→ **Problem to work on**: The full listing below must be printed exactly, word for word.
[Records supplied — start]
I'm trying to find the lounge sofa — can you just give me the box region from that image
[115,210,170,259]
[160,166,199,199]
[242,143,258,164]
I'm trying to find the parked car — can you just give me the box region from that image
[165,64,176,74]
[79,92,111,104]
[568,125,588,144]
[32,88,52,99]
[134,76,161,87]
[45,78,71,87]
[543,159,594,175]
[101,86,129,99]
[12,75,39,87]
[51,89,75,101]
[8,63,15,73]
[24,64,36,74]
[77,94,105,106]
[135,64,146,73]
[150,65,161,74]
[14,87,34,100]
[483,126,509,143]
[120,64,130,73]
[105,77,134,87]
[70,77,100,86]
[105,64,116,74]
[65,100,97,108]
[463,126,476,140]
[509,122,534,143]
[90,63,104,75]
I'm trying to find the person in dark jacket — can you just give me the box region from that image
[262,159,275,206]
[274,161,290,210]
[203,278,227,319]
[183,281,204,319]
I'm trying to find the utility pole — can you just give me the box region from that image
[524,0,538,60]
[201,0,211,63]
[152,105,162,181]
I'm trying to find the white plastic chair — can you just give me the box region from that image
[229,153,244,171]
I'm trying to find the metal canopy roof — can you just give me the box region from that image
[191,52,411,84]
[Records supplied — finish]
→ **Problem solution**:
I'm trying to find the lounge sofa — can you just give me the box region from that image
[115,210,170,259]
[160,166,199,199]
[242,143,258,164]
I'm trying to find the parked car — can you just give me the box region from that image
[165,64,176,74]
[79,92,111,104]
[568,125,588,144]
[32,88,52,99]
[134,76,161,87]
[45,78,71,87]
[543,159,594,175]
[101,86,129,99]
[12,75,39,87]
[51,89,75,101]
[8,63,15,73]
[24,64,36,74]
[77,94,105,106]
[135,64,146,73]
[150,65,161,74]
[14,87,34,100]
[483,126,509,143]
[120,64,130,73]
[105,77,134,87]
[70,77,100,86]
[105,64,116,74]
[65,100,97,108]
[463,126,476,140]
[509,122,534,143]
[90,63,104,75]
I'm trying to find the person in dark jacket — can you just give me the box region from that image
[262,159,275,206]
[274,161,290,210]
[203,278,227,319]
[183,281,204,319]
I'm trying to find the utility pole — can you just give me the box region from that image
[524,0,538,60]
[201,0,211,63]
[152,105,162,181]
I'm trying to find the white plastic chair — can you just give me the box region from that image
[229,153,244,171]
I'm trying to find the metal canopy roof — can you just give me the box region from that image
[191,52,411,84]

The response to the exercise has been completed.